_TASK DIRECTIONS_: Search the records below for the word "example". Copy each line where it occurs.

Image-grounded pointing data:

::::::::

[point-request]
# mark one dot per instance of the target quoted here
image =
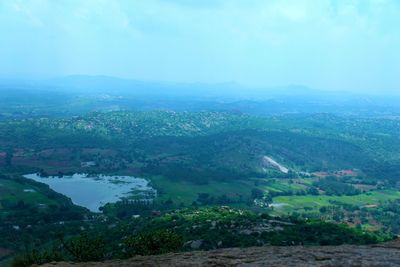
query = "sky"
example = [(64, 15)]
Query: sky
[(347, 45)]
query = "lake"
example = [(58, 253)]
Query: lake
[(94, 191)]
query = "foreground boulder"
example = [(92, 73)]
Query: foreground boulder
[(387, 254)]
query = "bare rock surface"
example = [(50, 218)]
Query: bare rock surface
[(387, 254)]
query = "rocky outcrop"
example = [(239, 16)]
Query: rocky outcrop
[(387, 254)]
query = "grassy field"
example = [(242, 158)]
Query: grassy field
[(298, 203), (187, 192), (14, 192)]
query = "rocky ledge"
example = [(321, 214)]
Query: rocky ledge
[(387, 254)]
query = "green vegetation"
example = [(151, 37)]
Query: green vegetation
[(188, 229)]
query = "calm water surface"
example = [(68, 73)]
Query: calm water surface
[(94, 191)]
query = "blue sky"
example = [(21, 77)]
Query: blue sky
[(351, 45)]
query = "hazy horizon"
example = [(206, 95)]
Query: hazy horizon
[(325, 45)]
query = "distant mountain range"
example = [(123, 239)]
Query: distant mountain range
[(81, 93)]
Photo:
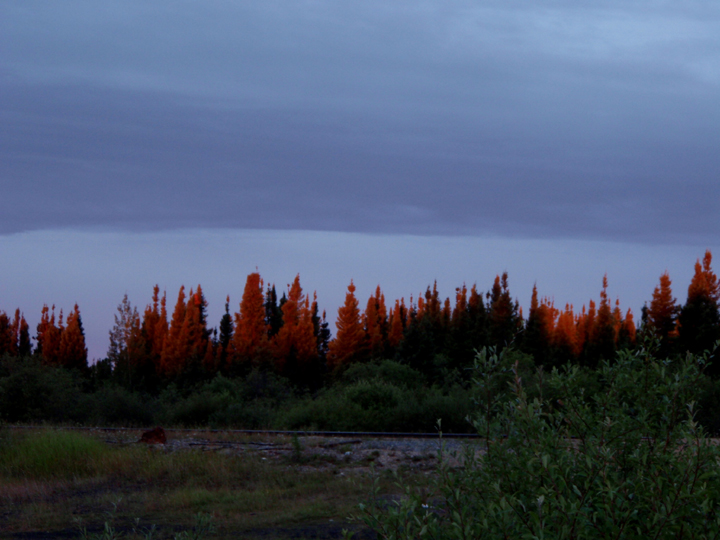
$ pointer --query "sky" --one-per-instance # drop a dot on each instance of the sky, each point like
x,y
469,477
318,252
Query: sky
x,y
391,142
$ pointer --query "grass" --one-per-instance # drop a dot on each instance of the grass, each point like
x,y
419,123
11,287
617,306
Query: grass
x,y
50,478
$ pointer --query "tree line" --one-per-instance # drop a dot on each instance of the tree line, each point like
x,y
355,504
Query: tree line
x,y
435,336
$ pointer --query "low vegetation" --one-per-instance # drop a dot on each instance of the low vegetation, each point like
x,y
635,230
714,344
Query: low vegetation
x,y
77,485
625,461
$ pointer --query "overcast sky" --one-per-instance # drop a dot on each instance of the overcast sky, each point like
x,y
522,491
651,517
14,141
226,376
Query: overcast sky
x,y
537,121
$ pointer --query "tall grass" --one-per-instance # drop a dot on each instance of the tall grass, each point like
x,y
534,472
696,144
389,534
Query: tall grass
x,y
50,455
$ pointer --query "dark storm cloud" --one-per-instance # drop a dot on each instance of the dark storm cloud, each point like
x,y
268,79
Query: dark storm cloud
x,y
410,117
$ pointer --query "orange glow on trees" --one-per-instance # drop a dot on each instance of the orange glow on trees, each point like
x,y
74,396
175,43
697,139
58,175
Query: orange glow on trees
x,y
251,330
72,352
350,338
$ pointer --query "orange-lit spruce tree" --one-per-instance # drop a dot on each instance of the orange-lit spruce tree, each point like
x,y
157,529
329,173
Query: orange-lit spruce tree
x,y
376,324
349,342
662,316
295,344
504,321
72,351
699,321
174,352
249,344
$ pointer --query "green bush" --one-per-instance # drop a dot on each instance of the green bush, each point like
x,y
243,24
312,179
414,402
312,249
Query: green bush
x,y
32,392
389,371
627,462
116,406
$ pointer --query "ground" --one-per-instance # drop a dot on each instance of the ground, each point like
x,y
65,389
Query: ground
x,y
253,486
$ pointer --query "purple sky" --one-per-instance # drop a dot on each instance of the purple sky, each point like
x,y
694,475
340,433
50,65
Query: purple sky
x,y
427,124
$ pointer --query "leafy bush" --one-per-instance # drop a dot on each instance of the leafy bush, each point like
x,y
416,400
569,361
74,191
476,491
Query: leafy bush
x,y
31,392
116,406
389,371
629,461
376,405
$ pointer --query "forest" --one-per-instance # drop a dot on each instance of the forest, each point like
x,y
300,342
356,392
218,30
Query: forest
x,y
395,365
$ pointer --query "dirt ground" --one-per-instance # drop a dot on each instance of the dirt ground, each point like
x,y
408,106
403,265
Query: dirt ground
x,y
350,457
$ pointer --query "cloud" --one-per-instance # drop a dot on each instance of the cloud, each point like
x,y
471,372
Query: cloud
x,y
411,117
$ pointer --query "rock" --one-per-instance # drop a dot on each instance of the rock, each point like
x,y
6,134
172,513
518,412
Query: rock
x,y
154,436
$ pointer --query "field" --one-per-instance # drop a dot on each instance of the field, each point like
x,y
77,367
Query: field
x,y
55,482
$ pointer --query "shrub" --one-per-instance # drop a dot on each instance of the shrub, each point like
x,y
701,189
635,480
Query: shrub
x,y
628,462
31,392
115,405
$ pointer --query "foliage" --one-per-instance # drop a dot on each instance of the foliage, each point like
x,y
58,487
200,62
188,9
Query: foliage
x,y
628,461
32,392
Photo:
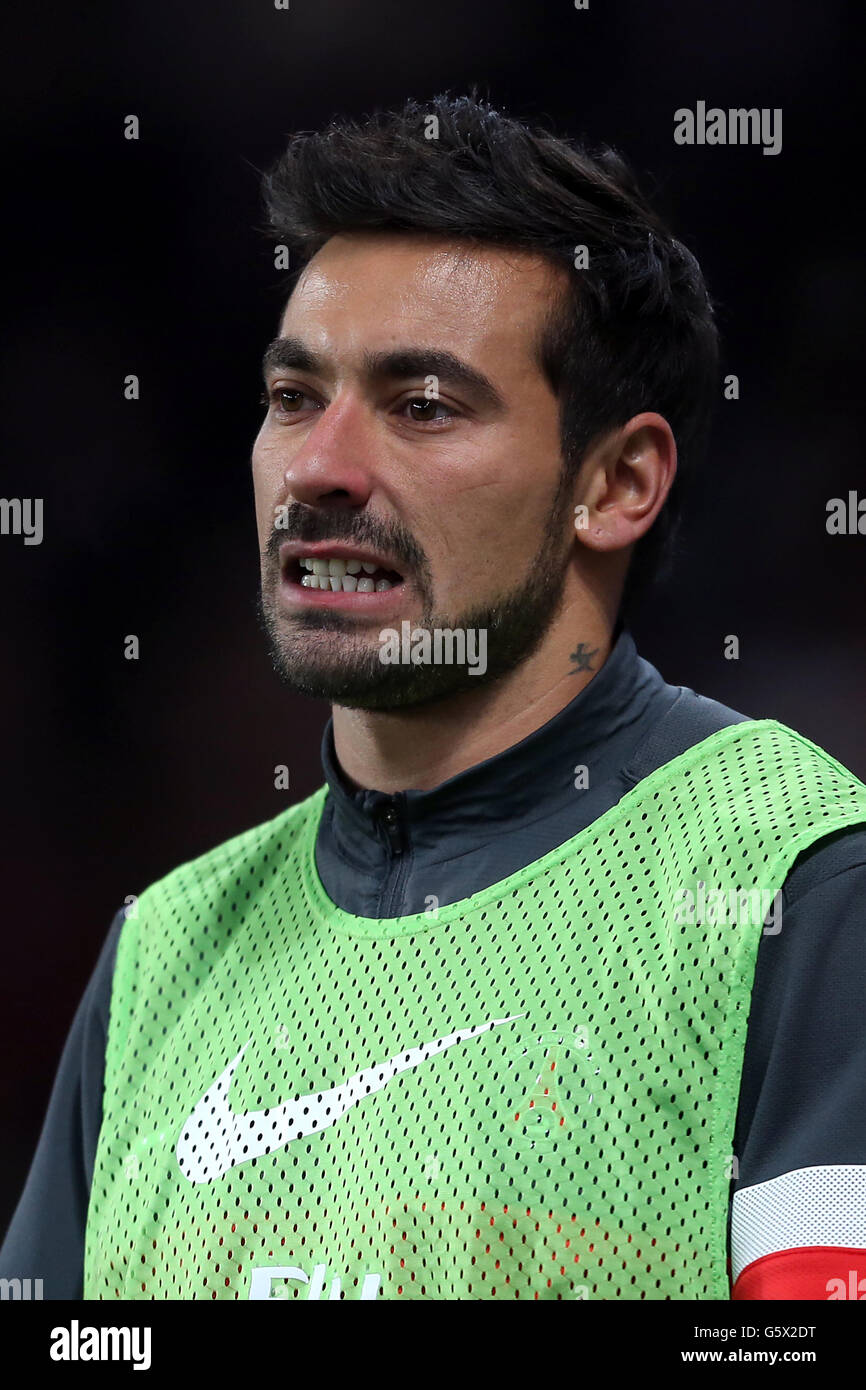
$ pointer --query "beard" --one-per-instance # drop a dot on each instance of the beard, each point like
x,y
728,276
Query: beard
x,y
324,656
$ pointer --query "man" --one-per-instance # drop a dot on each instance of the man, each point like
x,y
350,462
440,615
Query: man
x,y
470,1022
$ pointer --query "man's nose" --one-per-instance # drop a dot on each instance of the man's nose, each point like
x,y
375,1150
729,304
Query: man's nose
x,y
335,459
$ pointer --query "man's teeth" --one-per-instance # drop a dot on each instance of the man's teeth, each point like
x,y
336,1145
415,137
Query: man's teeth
x,y
339,576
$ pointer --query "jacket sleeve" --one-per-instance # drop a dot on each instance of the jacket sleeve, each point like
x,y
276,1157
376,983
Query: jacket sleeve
x,y
798,1218
46,1235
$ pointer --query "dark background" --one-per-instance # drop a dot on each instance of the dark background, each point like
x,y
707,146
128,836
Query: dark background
x,y
148,257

::::::::

_SOLUTION BELOW_:
example = [(64, 15)]
example = [(58, 253)]
example = [(92, 73)]
example = [(50, 218)]
example = [(239, 16)]
example = [(242, 158)]
example = [(321, 214)]
example = [(151, 37)]
example = [(68, 73)]
example = [(21, 77)]
example = [(206, 95)]
example = [(123, 239)]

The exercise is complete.